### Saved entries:
● ● ● ●

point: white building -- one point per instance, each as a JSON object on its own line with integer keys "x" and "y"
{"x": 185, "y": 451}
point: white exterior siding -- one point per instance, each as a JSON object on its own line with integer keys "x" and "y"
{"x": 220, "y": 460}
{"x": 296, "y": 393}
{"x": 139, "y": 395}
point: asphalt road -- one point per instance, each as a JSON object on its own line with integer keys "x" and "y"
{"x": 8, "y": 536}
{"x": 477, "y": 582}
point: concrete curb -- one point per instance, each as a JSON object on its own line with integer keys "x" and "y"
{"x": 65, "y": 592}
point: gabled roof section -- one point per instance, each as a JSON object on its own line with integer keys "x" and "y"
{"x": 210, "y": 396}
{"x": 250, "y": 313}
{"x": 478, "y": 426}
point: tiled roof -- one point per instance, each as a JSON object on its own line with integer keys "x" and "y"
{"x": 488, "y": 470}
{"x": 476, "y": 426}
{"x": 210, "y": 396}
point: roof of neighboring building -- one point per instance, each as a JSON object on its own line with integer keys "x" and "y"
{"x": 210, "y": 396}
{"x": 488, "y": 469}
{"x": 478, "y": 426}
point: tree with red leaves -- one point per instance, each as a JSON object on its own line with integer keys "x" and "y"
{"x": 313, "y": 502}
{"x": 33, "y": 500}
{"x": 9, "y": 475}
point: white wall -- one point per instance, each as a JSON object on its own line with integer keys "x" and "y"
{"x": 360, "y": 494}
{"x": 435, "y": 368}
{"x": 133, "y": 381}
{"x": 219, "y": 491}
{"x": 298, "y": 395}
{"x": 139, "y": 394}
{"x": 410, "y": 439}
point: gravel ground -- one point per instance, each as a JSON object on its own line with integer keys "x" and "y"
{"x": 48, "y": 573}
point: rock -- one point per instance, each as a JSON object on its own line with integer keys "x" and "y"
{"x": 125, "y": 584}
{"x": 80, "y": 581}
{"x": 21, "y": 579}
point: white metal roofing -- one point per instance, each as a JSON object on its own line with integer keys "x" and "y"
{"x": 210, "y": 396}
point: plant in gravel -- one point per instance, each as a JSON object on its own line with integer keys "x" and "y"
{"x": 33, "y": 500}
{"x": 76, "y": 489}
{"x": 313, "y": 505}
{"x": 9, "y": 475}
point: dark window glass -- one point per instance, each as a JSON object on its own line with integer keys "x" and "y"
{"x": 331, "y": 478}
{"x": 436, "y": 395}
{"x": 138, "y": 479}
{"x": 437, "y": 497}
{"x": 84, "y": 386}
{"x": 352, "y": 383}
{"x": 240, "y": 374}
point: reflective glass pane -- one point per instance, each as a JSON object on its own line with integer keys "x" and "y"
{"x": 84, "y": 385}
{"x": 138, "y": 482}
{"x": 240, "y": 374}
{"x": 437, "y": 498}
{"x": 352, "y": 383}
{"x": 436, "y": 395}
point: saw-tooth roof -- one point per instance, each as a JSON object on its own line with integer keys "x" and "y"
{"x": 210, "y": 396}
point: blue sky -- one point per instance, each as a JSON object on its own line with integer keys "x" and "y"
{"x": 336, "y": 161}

● ● ● ●

### WHAT THIS TASK INVOLVES:
All of the entries are to be set down again without alteration.

### WRITTEN REPLY:
point: white building -- one point per instance, each as a JSON object on its own line with integer keys "x" and "y"
{"x": 185, "y": 451}
point: white exterior siding -- one point per instance, each as a JSON object on its own line with integer keys "x" and "y"
{"x": 220, "y": 460}
{"x": 296, "y": 393}
{"x": 139, "y": 395}
point: asphalt road -- one point per instance, each as a JSON object on its own line with integer keys "x" and "y"
{"x": 8, "y": 536}
{"x": 477, "y": 582}
point: concrete curb -- one point per instance, each as a JSON object on its own line with integer keys "x" and "y"
{"x": 65, "y": 592}
point: gabled roof section -- one point per instance, each as a JSON object on its own line with integer keys "x" and "y"
{"x": 210, "y": 396}
{"x": 250, "y": 313}
{"x": 478, "y": 426}
point: tiled roof -- one point per instance, each as a JSON object on its own line with integer keys "x" and "y"
{"x": 488, "y": 470}
{"x": 476, "y": 426}
{"x": 210, "y": 396}
point: roof of neighboring building -- one point per instance, each as a JSON object on its own line with integer keys "x" and "y"
{"x": 210, "y": 396}
{"x": 488, "y": 469}
{"x": 478, "y": 426}
point: tree with red leaves -- one point per instance, each as a JSON object on its own line with integer keys "x" and "y"
{"x": 313, "y": 502}
{"x": 33, "y": 500}
{"x": 9, "y": 475}
point: white wall -- one point per instance, each as a JSON object on its own line with integer keys "x" and "y"
{"x": 360, "y": 494}
{"x": 435, "y": 368}
{"x": 133, "y": 381}
{"x": 219, "y": 491}
{"x": 298, "y": 395}
{"x": 139, "y": 394}
{"x": 410, "y": 439}
point: gravel ground -- one point per instance, each as a JSON object on its own line with integer keys "x" and "y"
{"x": 48, "y": 573}
point: rock -- one point per instance, each as a JSON object on its own line with integer keys "x" and "y"
{"x": 125, "y": 584}
{"x": 80, "y": 581}
{"x": 21, "y": 579}
point: white metal roofing -- one point per instance, each as a JSON object on its own line with integer keys "x" and "y"
{"x": 210, "y": 396}
point: plant in gravel -- one point per instance, each as a JSON object on its own line with integer keys "x" and "y"
{"x": 33, "y": 500}
{"x": 76, "y": 489}
{"x": 313, "y": 505}
{"x": 9, "y": 475}
point: dark window glass -- one point per instance, each as a JSON object on its own line with integer keys "x" and "y"
{"x": 331, "y": 478}
{"x": 436, "y": 395}
{"x": 138, "y": 479}
{"x": 437, "y": 497}
{"x": 84, "y": 386}
{"x": 352, "y": 383}
{"x": 240, "y": 374}
point: reflective glass pane -- one point per instance, each as a JSON object on its own line with integer keys "x" and "y"
{"x": 84, "y": 385}
{"x": 138, "y": 482}
{"x": 240, "y": 374}
{"x": 437, "y": 498}
{"x": 352, "y": 383}
{"x": 436, "y": 395}
point: saw-tooth roof -- one point per instance, each as a JSON object on its own line with integer keys "x" and "y"
{"x": 210, "y": 396}
point: blue sky -- one point per instance, each as a JSON object on its own line with integer keys "x" and "y"
{"x": 336, "y": 161}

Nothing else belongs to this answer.